PASSAGE PROVIDED:
§

Why aren't you simply using the fpconst package?
Probably because it's not in the stdlib yet, assuming that's still true.

(Using it might be an option anyway. I'm investigating a problem on
Win32 with simplejson, so it would be Bob Ippolito's choice whether
fpconst is a reasonable solution to the problem.)

My guess about marshal was correct. The problem (value becoming 1.0)
appears when running from .pyc files. Immediately after the source code
is changed, the code works, since it doesn't unmarshal the .pyc file but
just works from the bytecode freshly compiled in memory.

This demonstrates what would be the heart of the problem, which I guess
means this is not surprising to almost anyone, but perhaps will be a
wakeup call to anyone who might still be unaware and has code that
relies on constants like 1e6666 producing infinities:
>>import marshal
marshal.dumps(1e666)
'f\x061.#INF'
>>marshal.loads(marshal.dumps(1e666))
1.0

-Peter

Aug 11 '06 #2

P: n/a
[Peter Hansen]
>I'm investigating a puzzling problem involving an attempt to
generate a constant containing an (IEEE 754) "infinity" value. (I
understand that special float values are a "platform-dependent
accident" etc...)
[also Peter]
...
My guess about marshal was correct.
Yup.
The problem (value becoming 1.0) appears when running from .pyc
files. Immediately after the source code is changed, the code works,
since it doesn't unmarshal the .pyc file but just works from the
bytecode freshly compiled in memory.

This demonstrates what would be the heart of the problem, which I guess
means this is not surprising to almost anyone, but perhaps will be a
wakeup call to anyone who might still be unaware and has code that
relies on constants like 1e6666 producing infinities:
It has a much better chance of working from .pyc in Python 2.5.
Michael Hudson put considerable effort into figuring out whether the
platform uses a recognizable IEEE double storage format, and, if so,
marshal and pickle take different paths that preserve infinities,
NaNs, and signed zeroes.

For Pythons earlier than that, it's a better idea to avoid trying to
express special values as literals. That not only relies on platform
accidents about how marshal works, but also on platform accidents
about the C string->float library works. For example, do instead:

inf = 1e300 * 1e300
nan = inf - inf

If you're /on/ an IEEE-754 platform, those will produce an infinity
and a NaN, from source or fom .pyc.
>>import marshal
>>marshal.dumps(1e666)
'f\x061.#INF'
>>marshal.loads(marshal.dumps(1e666))
1.0
Illustrating the remarkable truth that the Microsoft C float->string
routines can't read what the MS string->float routines produce for
special values (try reading "1.#INF" from C code with a double format
and you'll also get 1.0 back).

Here in Python 2.5, on Windows (note that marshal grew a new binary
float format, primarily to support this):
>>import marshal
marshal.dumps(1e666)
'g\x00\x00\x00\x00\x00\x00\xf0\x7f'
>>marshal.loads(_)
1.#INF
>>float.__getformat__('double') # also new in 2.5
'IEEE, little-endian'
Aug 11 '06 #3

P: n/a
Tim Peters <ti********@gmail.comwrote:
...
It has a much better chance of working from .pyc in Python 2.5.

§

DATA EXTRACT:
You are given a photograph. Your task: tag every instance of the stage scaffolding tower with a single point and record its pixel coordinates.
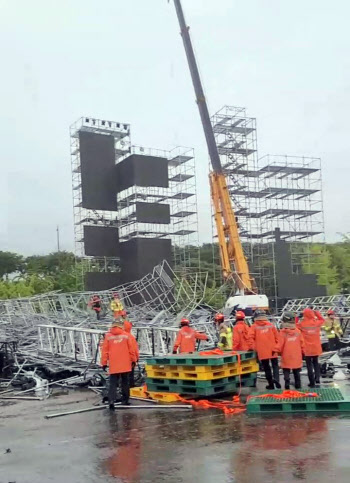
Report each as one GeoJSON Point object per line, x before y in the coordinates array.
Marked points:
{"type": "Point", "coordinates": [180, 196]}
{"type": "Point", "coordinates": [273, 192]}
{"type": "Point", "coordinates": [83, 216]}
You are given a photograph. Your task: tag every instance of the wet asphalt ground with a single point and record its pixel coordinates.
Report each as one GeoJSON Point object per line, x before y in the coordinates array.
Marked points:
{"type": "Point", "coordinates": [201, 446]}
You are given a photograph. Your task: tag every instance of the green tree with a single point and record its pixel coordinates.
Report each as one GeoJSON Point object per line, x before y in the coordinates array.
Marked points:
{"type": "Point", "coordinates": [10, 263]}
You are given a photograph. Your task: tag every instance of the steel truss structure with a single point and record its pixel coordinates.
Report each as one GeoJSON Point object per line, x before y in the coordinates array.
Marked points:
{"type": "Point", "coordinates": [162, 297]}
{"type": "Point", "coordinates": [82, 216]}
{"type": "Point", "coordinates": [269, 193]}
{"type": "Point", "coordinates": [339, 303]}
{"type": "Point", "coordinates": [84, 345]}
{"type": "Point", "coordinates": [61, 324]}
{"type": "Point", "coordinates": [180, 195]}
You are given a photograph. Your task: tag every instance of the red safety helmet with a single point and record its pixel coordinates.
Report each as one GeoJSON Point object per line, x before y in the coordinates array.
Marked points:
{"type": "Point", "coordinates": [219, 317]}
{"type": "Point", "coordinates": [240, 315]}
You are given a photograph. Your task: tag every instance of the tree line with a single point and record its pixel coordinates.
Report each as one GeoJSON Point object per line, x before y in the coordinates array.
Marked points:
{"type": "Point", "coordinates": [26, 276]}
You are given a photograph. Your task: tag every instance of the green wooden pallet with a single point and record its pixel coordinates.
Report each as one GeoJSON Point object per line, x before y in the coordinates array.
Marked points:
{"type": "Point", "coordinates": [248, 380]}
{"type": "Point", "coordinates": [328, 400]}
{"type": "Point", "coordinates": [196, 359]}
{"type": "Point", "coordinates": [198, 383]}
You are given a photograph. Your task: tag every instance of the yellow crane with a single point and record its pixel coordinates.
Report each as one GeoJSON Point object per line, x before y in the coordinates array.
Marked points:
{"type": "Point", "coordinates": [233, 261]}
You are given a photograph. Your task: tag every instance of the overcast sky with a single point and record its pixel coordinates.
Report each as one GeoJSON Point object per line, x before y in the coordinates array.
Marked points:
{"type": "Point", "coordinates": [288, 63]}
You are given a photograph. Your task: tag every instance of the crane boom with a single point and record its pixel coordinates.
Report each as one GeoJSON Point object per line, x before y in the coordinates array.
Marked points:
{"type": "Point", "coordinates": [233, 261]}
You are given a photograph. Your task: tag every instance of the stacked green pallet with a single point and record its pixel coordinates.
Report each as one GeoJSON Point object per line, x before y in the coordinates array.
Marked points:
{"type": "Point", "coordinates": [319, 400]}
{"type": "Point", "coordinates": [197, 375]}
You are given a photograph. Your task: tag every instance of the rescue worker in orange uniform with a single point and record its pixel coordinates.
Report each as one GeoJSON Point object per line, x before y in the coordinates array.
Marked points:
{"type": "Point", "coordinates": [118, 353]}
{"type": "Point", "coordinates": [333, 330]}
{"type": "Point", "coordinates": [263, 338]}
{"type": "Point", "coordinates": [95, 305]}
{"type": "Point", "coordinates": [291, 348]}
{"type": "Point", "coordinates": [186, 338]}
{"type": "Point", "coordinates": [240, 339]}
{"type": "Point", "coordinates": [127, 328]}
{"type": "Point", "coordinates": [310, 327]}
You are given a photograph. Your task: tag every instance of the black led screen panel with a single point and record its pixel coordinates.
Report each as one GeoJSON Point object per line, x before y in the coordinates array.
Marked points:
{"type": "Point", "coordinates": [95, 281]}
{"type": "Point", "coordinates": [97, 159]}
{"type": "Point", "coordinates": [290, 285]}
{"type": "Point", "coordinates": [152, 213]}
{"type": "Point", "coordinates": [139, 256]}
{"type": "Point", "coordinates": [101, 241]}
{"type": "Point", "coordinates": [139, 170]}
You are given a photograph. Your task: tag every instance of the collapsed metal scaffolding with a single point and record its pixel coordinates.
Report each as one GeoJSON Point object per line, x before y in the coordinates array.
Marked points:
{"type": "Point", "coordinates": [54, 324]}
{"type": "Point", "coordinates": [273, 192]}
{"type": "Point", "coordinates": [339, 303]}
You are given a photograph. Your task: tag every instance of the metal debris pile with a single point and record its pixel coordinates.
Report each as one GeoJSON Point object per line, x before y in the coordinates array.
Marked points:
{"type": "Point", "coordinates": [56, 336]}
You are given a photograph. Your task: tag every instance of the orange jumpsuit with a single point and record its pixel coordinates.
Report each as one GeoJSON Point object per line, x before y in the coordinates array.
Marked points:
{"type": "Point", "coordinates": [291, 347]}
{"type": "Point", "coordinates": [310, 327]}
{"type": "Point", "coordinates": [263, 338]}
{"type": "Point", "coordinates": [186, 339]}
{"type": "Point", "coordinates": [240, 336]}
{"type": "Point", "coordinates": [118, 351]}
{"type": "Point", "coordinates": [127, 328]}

§

GIVEN EXERCISE: Give again, word for word, the part of the forum thread about infinity values and marshal that starts at "Probably because it's" and ends at "the bytecode freshly compiled in memory.".

COMPLETE ANSWER:
Probably because it's not in the stdlib yet, assuming that's still true.

(Using it might be an option anyway. I'm investigating a problem on
Win32 with simplejson, so it would be Bob Ippolito's choice whether
fpconst is a reasonable solution to the problem.)

My guess about marshal was correct. The problem (value becoming 1.0)
appears when running from .pyc files. Immediately after the source code
is changed, the code works, since it doesn't unmarshal the .pyc file but
just works from the bytecode freshly compiled in memory.